__本文__.

夏休み!ハンセン病問題を知る企画ーFさんの人生を通してー


会期:2021年8月3日(火)~15日(日) ※9日は休館日

時間:9:30~18:00 ※最終日15日は15:00まで

会場:東村山市立中央公民館1階展示室

企画趣旨


 東村山市が掲げている、国立ハンセン病療療養所多磨全生園「人権の森構想」の推進に、私たち市民への関心と理解を広めることが必要であると考え、中央公民館でハンセン病問題を知る企画を開催することとしました。

 

 今回は2020年12月に裁判のあり方について違憲と認定された、菊池事件の当事者であるFさんの生涯を通じて、なぜそのようなことが起こったのか、市民を含む社会が抱えてきた差別・人権問題を知り、子どもから大人まで多くの市民が学ぶ機会とします。

 

 また、国立ハンセン病療療養所多磨全生園の「人権の森」が、ハンセン病問題を後世に伝え、「人権学習の場」として多くの人が訪れる場所として残したいと考えています。

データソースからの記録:
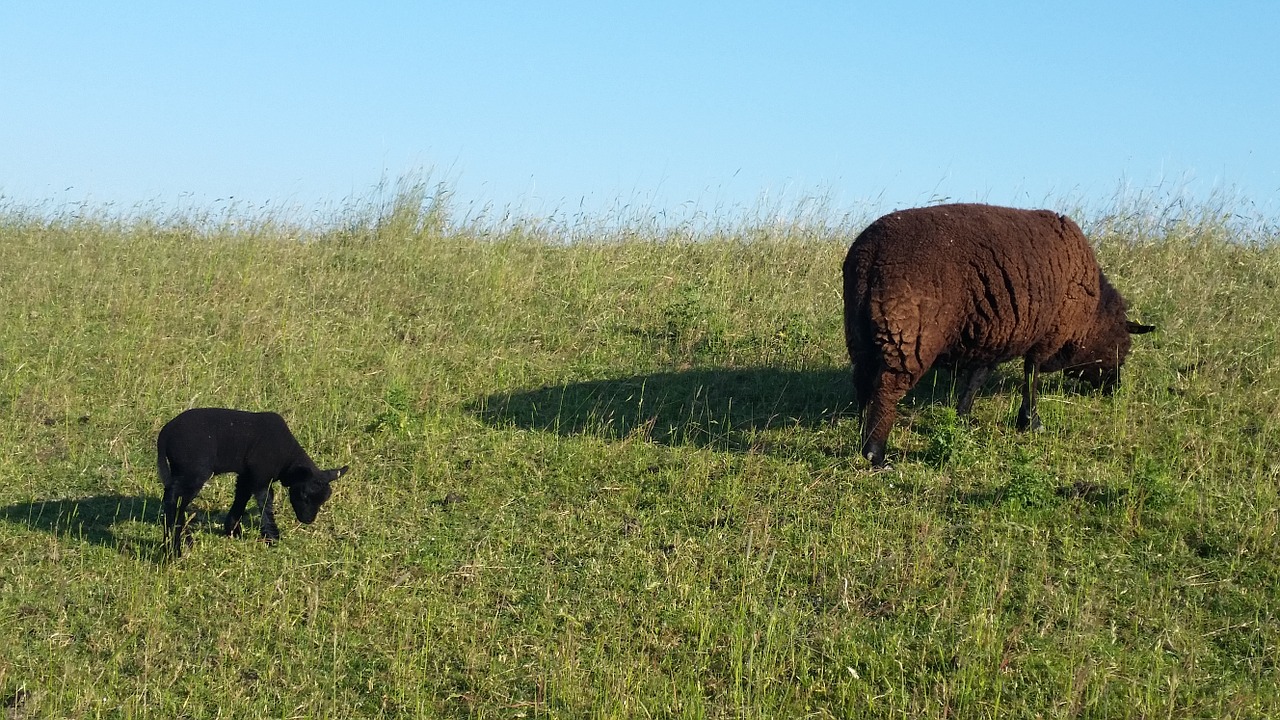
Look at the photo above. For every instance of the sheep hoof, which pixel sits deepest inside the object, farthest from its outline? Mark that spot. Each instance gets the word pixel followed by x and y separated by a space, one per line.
pixel 1029 424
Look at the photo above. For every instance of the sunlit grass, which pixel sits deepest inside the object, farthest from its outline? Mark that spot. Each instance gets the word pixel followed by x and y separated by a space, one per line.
pixel 617 477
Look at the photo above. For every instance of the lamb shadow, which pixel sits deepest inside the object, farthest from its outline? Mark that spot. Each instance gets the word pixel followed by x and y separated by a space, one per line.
pixel 700 406
pixel 105 520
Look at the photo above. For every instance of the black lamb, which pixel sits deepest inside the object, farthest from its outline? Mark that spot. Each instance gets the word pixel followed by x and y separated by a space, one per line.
pixel 257 447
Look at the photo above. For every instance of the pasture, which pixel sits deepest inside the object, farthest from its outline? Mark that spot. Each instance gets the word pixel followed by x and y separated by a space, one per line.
pixel 618 478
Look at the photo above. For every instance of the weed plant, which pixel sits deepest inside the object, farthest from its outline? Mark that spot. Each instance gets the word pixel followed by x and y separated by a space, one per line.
pixel 618 477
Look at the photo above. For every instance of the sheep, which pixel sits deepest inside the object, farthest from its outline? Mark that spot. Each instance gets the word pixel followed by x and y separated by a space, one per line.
pixel 257 447
pixel 972 286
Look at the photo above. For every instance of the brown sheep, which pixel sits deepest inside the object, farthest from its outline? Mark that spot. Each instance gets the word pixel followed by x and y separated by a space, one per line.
pixel 973 286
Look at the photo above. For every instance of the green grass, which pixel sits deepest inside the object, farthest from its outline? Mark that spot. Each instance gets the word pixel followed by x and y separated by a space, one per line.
pixel 618 477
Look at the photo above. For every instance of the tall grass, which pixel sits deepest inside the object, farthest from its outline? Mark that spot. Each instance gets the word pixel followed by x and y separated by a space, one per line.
pixel 613 473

__問題__.
本文の「今回は2020年12月に裁判」から「して残したいと考えています。」までを、「子どもから大人まで」を「幅広い世代の」に差し替えて書き直してください。

__解答__.
今回は2020年12月に裁判のあり方について違憲と認定された、菊池事件の当事者であるFさんの生涯を通じて、なぜそのようなことが起こったのか、市民を含む社会が抱えてきた差別・人権問題を知り、幅広い世代の多くの市民が学ぶ機会とします。

 

 また、国立ハンセン病療療養所多磨全生園の「人権の森」が、ハンセン病問題を後世に伝え、「人権学習の場」として多くの人が訪れる場所として残したいと考えています。